━━━━━ DOCUMENT

For the Crown Mr K Doyle Office of Public Prosecutions

For the Defendant Mr P Smallwood Luke Slater Lawyers

HIS HONOUR:

  1. Richard Stewart,[2] you have pleaded guilty to three counts of sexual penetration of a child under the age of 16. The maximum penalty for each of those offences is ten years' imprisonment.

  1. The complainants in the matter were your cousins Bethany Stewart[3] and Jacinta Stewart.[4] Bethany, the younger of the two cousins, was aged 14 at the time of the charged events. Two of the three counts of sexual penetration that occurred between 26 December 2016 and 1 January 2013 occurred with Bethany.[5] Charge 3 involved a different cousin of yours, Jacinta, who was aged three weeks shy of her 16th birthday. Charge 3 is one charge of penile penetration that occurred on 1 January 2013.

  1. The circumstances of the offending were set out in the Crown opening which was read in open court this morning. It is not necessary to repeat it. In essence, this was opportunistic offending where you had only recently, in the previous few months, become acquainted with your cousins. You were living in the same town and you met them on a couple of occasions. Charge 3, the more serious charge, arises from when you and both the complainants had been drinking, you and Jacinta ended up in a motel room together where you had been living. You proceeded to have intercourse with her.

━━━━━━━━━━

• DESCRIPTION OF THE TASK
Can you reproduce word for word the passage of the sentencing remarks starting at "1. The circumstances" and ending at "intercourse with her."?

━━━━━ SUPPLIED INFORMATION

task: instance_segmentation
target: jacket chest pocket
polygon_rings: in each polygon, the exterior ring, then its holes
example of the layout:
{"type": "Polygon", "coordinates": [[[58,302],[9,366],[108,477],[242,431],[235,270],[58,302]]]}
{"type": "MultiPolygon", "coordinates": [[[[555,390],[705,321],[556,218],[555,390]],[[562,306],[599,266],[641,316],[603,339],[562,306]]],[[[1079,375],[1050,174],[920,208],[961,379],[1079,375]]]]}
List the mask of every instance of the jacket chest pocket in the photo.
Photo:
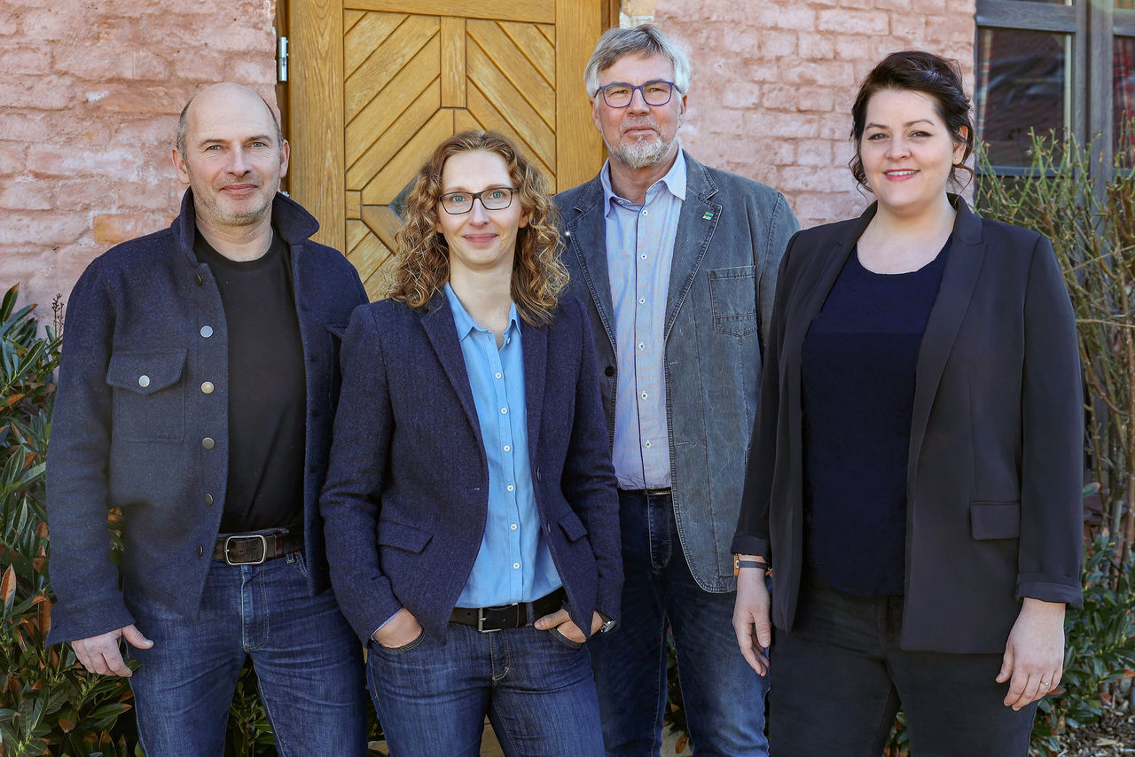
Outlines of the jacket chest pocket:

━━━━━━━━━━

• RESPONSE TO THE TASK
1. The circumstances of the offending were set out in the Crown opening which was read in open court this morning. It is not necessary to repeat it. In essence, this was opportunistic offending where you had only recently, in the previous few months, become acquainted with your cousins. You were living in the same town and you met them on a couple of occasions. Charge 3, the more serious charge, arises from when you and both the complainants had been drinking, you and Jacinta ended up in a motel room together where you had been living. You proceeded to have intercourse with her.